[A block of data]

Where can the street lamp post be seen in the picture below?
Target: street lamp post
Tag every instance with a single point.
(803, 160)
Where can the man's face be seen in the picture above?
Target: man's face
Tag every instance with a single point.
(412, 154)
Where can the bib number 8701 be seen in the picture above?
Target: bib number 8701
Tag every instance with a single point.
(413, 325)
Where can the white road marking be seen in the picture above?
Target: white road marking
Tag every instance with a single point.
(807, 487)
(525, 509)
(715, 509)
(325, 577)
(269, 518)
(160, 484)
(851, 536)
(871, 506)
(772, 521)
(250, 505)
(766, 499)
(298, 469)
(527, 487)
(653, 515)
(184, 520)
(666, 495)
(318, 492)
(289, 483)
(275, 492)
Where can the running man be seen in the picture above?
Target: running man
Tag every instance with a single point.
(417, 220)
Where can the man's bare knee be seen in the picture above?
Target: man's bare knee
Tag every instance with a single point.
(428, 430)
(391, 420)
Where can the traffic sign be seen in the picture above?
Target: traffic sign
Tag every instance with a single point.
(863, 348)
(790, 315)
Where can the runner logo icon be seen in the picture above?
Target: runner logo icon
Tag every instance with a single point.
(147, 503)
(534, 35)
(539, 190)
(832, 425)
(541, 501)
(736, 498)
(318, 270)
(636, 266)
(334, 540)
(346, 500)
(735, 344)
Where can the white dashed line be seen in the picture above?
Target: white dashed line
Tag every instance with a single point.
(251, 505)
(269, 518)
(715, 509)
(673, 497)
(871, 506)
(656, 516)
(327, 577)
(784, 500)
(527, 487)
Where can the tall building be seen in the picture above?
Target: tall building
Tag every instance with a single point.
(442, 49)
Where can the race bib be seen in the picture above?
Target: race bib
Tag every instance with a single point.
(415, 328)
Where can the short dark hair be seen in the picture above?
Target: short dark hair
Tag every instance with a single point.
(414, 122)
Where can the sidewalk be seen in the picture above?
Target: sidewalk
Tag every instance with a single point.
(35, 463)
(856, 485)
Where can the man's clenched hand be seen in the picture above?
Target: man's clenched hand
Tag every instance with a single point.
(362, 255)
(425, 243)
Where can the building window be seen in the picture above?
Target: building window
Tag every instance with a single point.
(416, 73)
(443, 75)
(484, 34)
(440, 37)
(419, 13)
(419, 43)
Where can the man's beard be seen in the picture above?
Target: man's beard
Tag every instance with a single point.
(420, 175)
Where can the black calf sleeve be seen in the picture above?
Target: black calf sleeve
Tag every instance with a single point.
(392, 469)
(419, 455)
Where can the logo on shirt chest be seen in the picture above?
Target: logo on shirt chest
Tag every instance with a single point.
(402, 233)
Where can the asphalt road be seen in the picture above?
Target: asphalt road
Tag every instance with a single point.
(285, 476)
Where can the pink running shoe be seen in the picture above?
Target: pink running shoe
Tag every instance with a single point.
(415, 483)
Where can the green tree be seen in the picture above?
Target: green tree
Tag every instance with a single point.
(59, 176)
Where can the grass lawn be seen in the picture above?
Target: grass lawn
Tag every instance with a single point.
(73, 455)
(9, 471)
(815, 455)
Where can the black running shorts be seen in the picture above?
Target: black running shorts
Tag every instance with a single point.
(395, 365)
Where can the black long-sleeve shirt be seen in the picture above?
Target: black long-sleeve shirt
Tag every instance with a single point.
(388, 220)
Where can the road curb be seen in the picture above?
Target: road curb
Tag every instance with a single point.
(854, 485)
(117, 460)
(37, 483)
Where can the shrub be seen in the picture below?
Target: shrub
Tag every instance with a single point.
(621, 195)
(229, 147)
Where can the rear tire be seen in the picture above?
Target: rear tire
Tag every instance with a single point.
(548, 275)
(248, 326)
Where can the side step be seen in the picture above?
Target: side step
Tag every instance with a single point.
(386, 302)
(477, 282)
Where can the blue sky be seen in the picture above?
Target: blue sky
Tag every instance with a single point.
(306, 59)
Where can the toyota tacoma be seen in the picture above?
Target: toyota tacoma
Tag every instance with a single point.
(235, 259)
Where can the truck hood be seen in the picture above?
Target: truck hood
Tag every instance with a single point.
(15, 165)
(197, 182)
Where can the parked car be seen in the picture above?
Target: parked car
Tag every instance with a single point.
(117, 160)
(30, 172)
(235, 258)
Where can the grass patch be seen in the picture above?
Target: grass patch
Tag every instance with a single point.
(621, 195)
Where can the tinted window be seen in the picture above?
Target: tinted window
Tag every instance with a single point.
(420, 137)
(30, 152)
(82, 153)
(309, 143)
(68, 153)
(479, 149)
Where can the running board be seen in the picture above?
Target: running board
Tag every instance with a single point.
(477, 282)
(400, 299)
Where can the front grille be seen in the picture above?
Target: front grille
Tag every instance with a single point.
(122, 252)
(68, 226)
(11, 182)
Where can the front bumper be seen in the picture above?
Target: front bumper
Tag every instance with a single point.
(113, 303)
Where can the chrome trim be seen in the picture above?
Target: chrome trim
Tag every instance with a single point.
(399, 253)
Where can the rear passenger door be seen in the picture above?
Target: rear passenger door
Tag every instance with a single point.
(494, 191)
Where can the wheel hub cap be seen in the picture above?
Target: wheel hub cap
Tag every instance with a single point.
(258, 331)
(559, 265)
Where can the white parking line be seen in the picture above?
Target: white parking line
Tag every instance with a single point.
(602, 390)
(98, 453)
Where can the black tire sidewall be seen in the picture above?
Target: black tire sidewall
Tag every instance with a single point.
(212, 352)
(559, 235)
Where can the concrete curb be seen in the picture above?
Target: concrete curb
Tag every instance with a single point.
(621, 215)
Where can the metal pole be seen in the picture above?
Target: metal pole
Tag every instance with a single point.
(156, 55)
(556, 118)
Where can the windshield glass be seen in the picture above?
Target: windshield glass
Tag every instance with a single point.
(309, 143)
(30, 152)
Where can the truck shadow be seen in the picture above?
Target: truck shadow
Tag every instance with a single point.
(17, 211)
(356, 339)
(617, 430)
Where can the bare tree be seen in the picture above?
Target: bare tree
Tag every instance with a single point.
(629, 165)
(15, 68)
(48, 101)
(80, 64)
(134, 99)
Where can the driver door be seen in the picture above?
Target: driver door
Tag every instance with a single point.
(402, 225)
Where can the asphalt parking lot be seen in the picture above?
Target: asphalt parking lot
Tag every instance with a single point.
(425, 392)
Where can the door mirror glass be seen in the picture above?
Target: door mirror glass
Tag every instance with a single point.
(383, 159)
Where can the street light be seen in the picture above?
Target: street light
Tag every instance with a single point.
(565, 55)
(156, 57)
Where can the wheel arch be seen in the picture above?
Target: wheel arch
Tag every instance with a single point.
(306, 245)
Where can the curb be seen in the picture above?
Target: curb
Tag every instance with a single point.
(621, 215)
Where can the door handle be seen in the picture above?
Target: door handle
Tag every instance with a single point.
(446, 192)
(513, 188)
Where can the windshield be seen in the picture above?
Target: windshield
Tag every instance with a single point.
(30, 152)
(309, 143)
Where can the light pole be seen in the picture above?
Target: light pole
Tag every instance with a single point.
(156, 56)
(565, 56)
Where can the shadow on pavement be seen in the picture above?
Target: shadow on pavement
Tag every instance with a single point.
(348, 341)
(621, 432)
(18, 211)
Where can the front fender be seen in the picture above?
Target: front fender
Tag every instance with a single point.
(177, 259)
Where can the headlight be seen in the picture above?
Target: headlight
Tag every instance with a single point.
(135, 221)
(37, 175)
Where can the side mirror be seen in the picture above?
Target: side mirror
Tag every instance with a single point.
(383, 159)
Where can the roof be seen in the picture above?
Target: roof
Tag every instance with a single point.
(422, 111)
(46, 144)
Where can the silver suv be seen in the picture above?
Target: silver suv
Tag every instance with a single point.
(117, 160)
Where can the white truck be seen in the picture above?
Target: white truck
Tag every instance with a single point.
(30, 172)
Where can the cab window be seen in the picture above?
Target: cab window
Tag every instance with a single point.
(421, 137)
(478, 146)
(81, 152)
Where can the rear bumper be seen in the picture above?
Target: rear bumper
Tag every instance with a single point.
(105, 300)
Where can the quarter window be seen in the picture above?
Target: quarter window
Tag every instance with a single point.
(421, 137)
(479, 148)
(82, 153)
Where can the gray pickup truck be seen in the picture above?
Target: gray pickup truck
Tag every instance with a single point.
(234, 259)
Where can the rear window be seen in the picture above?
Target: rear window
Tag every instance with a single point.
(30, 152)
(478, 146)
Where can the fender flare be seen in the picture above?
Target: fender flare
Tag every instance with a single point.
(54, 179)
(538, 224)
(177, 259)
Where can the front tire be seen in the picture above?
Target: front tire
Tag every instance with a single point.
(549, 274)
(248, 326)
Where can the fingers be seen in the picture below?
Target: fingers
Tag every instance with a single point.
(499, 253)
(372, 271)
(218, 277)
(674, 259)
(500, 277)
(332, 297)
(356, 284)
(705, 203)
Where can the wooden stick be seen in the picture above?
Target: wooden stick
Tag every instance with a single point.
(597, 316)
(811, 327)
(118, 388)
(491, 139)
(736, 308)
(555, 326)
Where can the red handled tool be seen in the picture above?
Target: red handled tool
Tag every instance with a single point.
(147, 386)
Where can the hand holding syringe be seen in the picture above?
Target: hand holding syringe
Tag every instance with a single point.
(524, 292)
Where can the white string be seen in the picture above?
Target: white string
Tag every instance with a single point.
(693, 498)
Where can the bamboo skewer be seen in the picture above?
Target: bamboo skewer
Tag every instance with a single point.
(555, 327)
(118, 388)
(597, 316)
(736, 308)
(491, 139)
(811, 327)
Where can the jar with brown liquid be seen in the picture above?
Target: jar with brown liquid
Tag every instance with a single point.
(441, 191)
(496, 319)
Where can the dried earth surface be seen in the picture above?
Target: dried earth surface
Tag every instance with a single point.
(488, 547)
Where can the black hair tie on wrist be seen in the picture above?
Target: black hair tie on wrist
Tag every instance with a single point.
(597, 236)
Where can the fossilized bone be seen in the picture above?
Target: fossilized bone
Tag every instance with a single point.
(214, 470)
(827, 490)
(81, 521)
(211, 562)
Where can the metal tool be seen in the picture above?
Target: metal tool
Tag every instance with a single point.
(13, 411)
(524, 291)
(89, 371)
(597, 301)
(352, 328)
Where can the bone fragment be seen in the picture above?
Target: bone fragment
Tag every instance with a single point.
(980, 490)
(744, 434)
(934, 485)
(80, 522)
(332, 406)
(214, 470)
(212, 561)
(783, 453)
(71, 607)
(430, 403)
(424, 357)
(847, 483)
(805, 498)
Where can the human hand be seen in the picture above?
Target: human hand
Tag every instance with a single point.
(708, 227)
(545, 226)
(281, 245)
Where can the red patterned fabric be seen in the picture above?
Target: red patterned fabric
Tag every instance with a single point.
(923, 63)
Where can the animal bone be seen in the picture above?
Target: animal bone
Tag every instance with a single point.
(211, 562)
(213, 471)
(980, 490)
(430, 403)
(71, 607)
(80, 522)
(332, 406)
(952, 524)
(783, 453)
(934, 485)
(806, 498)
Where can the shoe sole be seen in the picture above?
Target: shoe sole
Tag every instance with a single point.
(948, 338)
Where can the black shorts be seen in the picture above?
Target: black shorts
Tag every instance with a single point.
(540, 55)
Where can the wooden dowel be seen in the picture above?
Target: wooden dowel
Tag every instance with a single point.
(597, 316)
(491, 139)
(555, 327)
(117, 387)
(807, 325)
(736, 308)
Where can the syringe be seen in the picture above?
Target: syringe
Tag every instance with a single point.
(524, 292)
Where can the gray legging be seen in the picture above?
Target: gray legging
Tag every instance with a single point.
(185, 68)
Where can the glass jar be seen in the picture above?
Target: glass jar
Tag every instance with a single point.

WHAT TO PRODUCE – Arrange the lines of the records above as a numbered list, starting at the line containing "Where can the shoe" and running through the last line of the records, and leave out any blank lines.

RESULT –
1. Where can the shoe sole be seen in the picture above?
2. Target: shoe sole
3. Tag every instance with a single point.
4. (948, 338)
5. Where can the black shorts be seen in the picture above?
6. Target: black shorts
7. Tag every instance with a single point.
8. (540, 55)
9. Where can the wooden dowel be seen in the picture above?
10. Target: wooden dowel
11. Tag every instance with a single point.
12. (597, 316)
13. (491, 139)
14. (555, 327)
15. (117, 387)
16. (807, 325)
17. (736, 308)
18. Where can the syringe be seen in the picture above?
19. Target: syringe
20. Tag every instance with a single point.
21. (524, 292)
22. Where can the gray legging be seen in the picture above?
23. Target: gray legging
24. Tag every instance with a single point.
25. (185, 68)
26. Where can the glass jar be seen in the picture above?
27. Target: glass jar
28. Tag every instance with a single point.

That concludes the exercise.